- **STATED TASK**: Copy out the listing in full, exactly as written, but not its pictures.

Stored entries
——————————
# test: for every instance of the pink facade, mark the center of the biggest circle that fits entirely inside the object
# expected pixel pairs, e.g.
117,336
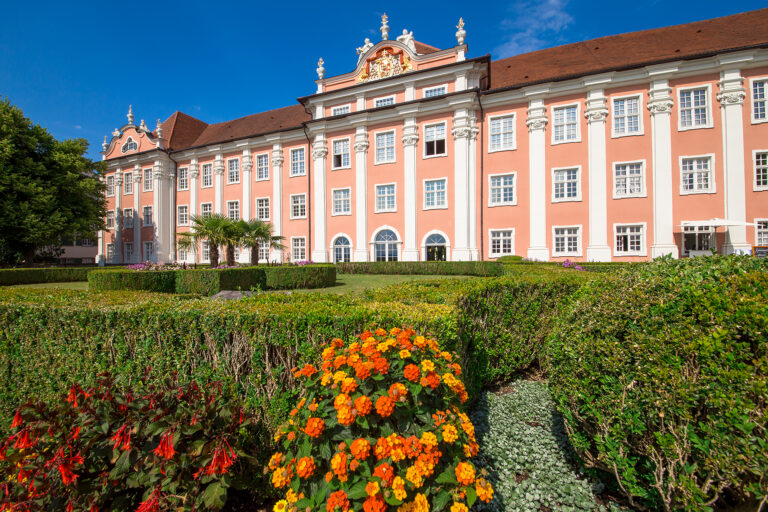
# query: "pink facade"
420,153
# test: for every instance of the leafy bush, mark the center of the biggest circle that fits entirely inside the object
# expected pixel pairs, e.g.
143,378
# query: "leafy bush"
157,446
379,425
661,374
451,268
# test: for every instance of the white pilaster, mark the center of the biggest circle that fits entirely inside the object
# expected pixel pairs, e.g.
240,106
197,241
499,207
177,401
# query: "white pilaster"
361,194
660,106
537,124
731,97
596,112
319,152
410,186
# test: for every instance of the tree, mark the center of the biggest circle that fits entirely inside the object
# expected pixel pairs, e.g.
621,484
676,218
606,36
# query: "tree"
49,189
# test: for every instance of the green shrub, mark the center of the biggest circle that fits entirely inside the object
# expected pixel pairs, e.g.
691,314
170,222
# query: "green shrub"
661,372
448,268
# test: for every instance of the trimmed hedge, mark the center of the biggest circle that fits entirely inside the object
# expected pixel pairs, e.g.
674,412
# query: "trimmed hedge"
661,372
446,268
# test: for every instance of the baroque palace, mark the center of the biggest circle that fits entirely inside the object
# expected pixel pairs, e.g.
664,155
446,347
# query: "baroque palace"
621,148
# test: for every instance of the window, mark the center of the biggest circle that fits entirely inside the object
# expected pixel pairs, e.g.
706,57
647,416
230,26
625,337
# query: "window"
503,190
297,162
262,167
567,241
383,102
502,131
233,171
385,198
502,242
183,179
130,145
340,110
759,111
262,208
342,250
565,185
565,124
694,108
342,201
435,194
128,217
434,140
696,175
298,248
233,210
182,215
341,158
385,147
626,116
385,246
147,215
628,179
128,183
431,92
630,240
147,180
298,206
207,172
761,170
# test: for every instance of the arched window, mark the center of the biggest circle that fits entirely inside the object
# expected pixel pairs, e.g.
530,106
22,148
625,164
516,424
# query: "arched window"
342,250
386,246
435,247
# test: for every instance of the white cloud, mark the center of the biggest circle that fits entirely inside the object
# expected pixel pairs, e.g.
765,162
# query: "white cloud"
535,25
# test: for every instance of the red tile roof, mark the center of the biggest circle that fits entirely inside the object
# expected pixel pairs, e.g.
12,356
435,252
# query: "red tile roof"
636,49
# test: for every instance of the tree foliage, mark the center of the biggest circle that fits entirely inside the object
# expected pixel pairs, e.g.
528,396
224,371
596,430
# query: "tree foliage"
49,189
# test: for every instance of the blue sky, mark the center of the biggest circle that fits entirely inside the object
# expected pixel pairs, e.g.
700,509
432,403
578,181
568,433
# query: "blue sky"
74,67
——————————
- **COMPLETE RESPONSE**:
# test: for every instance of the pink facade, mark the center of the biggest circle that fits entirely inside the object
# expected pixel pairs, e.g.
117,336
# query: "pink facade"
420,153
# test: for every instance of the leafy bush, mark the center of the biggest circle that fits entirely inside the object
# expected pixel pairs, e.g.
143,378
# query: "leafy bush"
157,446
379,425
661,374
451,268
# test: for every instance of the white pilaster, mark the center of the biggest circle that fits entirely inside the object
# expected pixel pairs, e.g.
240,106
197,241
499,207
177,401
# query: "white pilaster"
361,194
660,106
537,124
731,97
596,112
319,152
410,186
# test: for every instance of the tree, mark the center of the biggest circle that fits entirely inside the object
# expected pixel pairs, e.g.
621,484
676,218
606,36
# query: "tree"
49,189
# test: for every instance of the green shrub, mark the center of the biggest circle that fits entirely inside the object
# expected pixel pairs, e.g.
691,314
170,222
# query: "green shrub"
661,372
448,268
# test: for every instance of the trimmed hedge, mark the center of the biggest circle that fits entirely inside the object
# expected pixel pairs, e.g.
674,412
# query: "trimmed hedge"
661,372
446,268
# test: for every instance of the baroque palace, mark the center of the biggest circle that fits entirely inside the object
# expected pixel pairs, e.g.
664,155
446,347
# query: "baroque palace"
621,148
# test: for every instance of the window, mark the center of the biggest circle that fits entirely inside the object
# expected pixel pairs, e.g.
706,57
647,416
230,26
625,337
# query: "window"
503,190
297,162
262,167
567,241
383,102
502,131
233,171
385,198
502,242
183,179
130,145
340,110
759,111
262,208
342,250
565,185
565,124
694,108
342,201
435,194
128,217
434,140
696,175
298,248
233,210
182,215
341,158
385,147
626,116
385,246
147,215
628,179
128,183
431,92
630,240
147,180
298,206
207,172
761,170
# test: for every instance of the arched window, mark the center of the biggest circle that fits entirely inside the object
# expected pixel pairs, e.g.
530,106
22,148
625,164
516,424
# query: "arched window"
342,250
386,246
435,247
# test: for every instance of the white cloud, mark the center of the biggest circle that fits entirely inside the object
# expected pixel pairs, e.g.
765,162
# query: "white cloud"
535,25
# test: for every instance of the red tile roof, mark the center of the biggest circle that fits entirely inside the object
# expected pixel pairs, e.g.
12,356
435,252
# query: "red tile roof"
636,49
# test: for every instance of the tree foliage, mark the center of the biggest circle that fits entirely inside the object
# expected pixel pairs, e.g.
528,396
224,371
596,430
# query: "tree foliage"
49,189
# test: for every instance of the blue sky, mark the center of the biggest circle that fits entirely inside the object
# expected pixel pairs, e.g.
700,509
432,403
578,181
568,433
# query: "blue sky"
74,67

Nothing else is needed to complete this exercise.